_Work to do_
a) In the reading passage about the red rain boots, what color was the old woman's rain hat?
b) Count the lines in the entries that contain the string "blue", with case counting. Reply with only the number.

_Reading passage_
** start **
So what is keeping you?

What is keeping you from re-spinning that web; those connections that you had in childhood; those connections that bound you with awe and reverence to the wonder and the mystery that surrounds you?

The only thing that is keeping you from once more opening yourself up to the joy and beauty that could be yours is your fear; the fear of disappointment; the fear pain; the fear that once your web has been torn apart you won’t have the strength to spin it out again.

Funny thing that, because the spider doesn’t even question whether or not she has the strength; she simply chooses to spin; stretching herself out to catch every subtle drop of beauty and possibility that is her birthright and accepting the pain as part of what it means to be alive.

The Lesson of the Red Rain Boots

“Let the rain kiss you. Let the rain beat upon your head with silver liquid drops. Let the rain sing you a lullaby”

~ Langston Hughes

When my daughters were small, I remember a day when I had taken them out for lunch.  While we were inside eating it started to rain.  This wasn’t just a pleasant summer afternoon rain shower, but a full-on wash-the-skies-clean kind of torrential rain; the kind that leaves everything soggy for hours afterwards; even the air.

It was still raining (though not quite so hard) by the time we left the restaurant and both of my girls were squealing in delight at the sheer number of puddles in the parking lot.  Some of the puddles, I noticed, were as large as small ponds, and probably just as deep.

Pausing to open my umbrella after a warning to both of the girls about keeping their feet dry, I let go of my youngest daughter’s hand for an instant, and a moment later she was knee deep in a puddle, giggling madly and splashing like a duck.  With a cry of warning I snatched her out; wrung out her dress as you would a washcloth and, after admonishing both of them (again) to stay out of the puddles because we had a long ride in the car ahead of us, we slowly made our way to the car; navigating around puddles and trying for the dry spots. Or rather I was trying for the dry spots.  Both of my daughters were angling for the puddles and my shoulders were starting to get sore from pulling them back.

We were about halfway across the parking lot when I noticed a brightly colored figure headed in our direction.  It was a woman; an old woman.  With her pure white nimbus of hair and a face lined in a thousand wrinkles, she looked like one of those dried apple head dolls that the pioneers used to make.  But it wasn’t her age that caught my attention, nor was it her attire (she was dressed in a bright yellow rain slicker, red rain boots, a purple rain hat).  What caught my attention was that she was making a point not to avoid the puddles, but to jump in them.
** end **
A run of records
** start **
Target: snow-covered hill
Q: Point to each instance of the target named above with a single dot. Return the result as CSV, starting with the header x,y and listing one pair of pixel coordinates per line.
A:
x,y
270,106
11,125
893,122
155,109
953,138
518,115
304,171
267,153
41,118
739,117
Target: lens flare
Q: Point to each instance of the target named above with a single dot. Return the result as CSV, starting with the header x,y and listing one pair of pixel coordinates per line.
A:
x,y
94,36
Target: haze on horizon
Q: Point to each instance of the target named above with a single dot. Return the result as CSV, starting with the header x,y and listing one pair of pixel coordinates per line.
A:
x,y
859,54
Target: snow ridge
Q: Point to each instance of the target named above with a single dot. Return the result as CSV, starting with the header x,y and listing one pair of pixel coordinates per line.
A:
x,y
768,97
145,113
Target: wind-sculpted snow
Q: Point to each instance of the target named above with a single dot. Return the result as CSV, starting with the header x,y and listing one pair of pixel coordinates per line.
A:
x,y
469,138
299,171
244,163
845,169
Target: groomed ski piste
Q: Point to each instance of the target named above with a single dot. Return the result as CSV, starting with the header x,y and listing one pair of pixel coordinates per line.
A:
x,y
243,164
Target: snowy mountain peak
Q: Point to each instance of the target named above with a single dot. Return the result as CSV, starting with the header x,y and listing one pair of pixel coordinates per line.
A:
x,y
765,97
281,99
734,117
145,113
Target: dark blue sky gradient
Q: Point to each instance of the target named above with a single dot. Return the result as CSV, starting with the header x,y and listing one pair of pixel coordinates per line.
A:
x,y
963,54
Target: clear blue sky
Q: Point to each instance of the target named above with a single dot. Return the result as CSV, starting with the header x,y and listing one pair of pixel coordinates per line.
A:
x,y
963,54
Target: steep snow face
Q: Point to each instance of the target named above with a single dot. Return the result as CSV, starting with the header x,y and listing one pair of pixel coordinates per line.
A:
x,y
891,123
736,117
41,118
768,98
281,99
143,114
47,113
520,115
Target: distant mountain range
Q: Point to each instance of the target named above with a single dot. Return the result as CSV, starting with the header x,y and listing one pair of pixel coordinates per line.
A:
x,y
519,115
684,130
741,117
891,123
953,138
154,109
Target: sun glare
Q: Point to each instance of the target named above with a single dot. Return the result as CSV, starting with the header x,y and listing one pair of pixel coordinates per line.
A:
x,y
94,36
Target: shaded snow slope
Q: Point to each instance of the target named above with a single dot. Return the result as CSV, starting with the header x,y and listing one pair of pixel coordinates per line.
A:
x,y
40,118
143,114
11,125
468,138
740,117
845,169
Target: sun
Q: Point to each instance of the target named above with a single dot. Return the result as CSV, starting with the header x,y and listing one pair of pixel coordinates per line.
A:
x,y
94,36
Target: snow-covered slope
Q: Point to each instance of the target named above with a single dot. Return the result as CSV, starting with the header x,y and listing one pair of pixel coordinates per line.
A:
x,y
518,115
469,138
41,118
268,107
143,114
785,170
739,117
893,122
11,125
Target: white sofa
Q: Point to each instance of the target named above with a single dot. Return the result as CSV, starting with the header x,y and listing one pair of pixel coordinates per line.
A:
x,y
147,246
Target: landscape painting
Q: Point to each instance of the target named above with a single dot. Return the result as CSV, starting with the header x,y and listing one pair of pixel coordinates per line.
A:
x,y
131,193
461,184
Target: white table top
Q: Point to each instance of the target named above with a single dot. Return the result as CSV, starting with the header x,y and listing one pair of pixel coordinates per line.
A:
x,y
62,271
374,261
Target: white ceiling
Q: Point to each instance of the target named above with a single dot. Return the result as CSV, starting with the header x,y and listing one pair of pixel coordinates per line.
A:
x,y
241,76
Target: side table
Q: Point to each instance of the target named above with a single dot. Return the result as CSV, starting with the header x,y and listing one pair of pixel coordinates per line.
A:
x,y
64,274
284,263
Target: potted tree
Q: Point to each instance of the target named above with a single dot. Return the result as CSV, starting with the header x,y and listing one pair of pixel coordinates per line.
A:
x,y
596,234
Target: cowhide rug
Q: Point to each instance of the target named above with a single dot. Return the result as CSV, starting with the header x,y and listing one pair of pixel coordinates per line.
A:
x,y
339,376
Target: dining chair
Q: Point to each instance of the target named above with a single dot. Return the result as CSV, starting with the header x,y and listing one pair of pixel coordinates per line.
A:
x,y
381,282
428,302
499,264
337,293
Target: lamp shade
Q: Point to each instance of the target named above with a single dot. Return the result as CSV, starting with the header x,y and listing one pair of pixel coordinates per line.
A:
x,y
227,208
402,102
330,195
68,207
** end **
_Responses per task_
a) Purple

b) 2